Gather every line below that contains the string "Target" and copy each one in full. Case counts.

| INFORMATION PROVIDED |
* Begin *

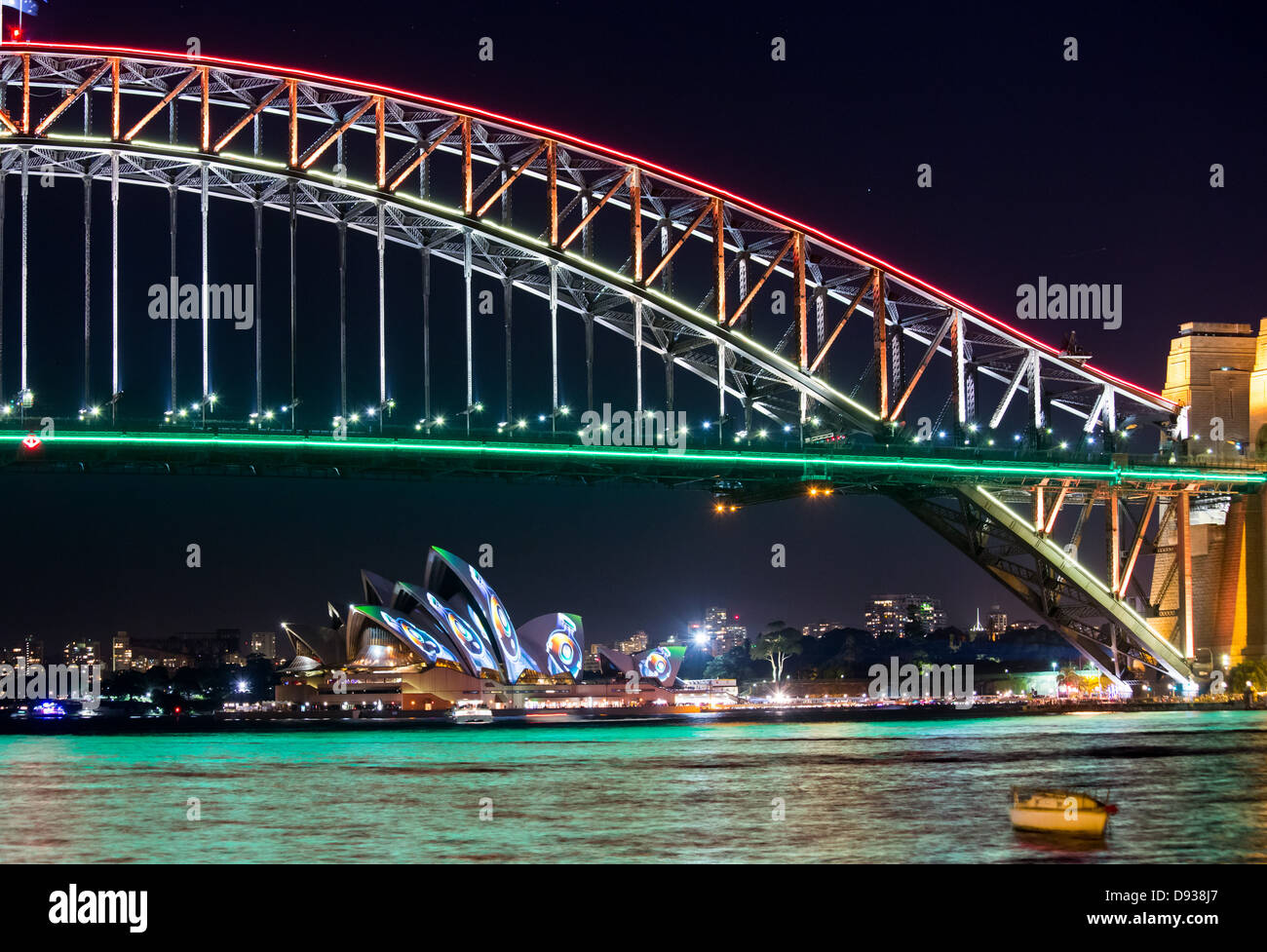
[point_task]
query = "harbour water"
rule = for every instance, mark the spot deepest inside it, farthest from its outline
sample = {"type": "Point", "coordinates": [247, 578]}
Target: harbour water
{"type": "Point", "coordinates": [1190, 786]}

* End *
* Begin *

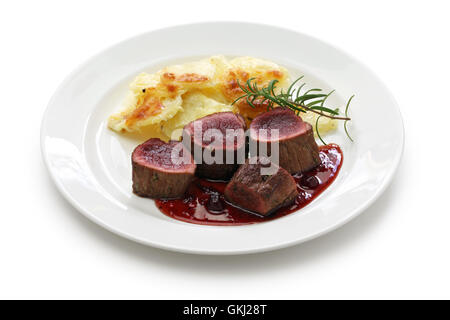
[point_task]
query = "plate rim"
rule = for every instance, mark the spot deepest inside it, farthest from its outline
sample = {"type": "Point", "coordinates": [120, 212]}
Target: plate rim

* End *

| TASK ANSWER |
Target: harbour water
Target: plate rim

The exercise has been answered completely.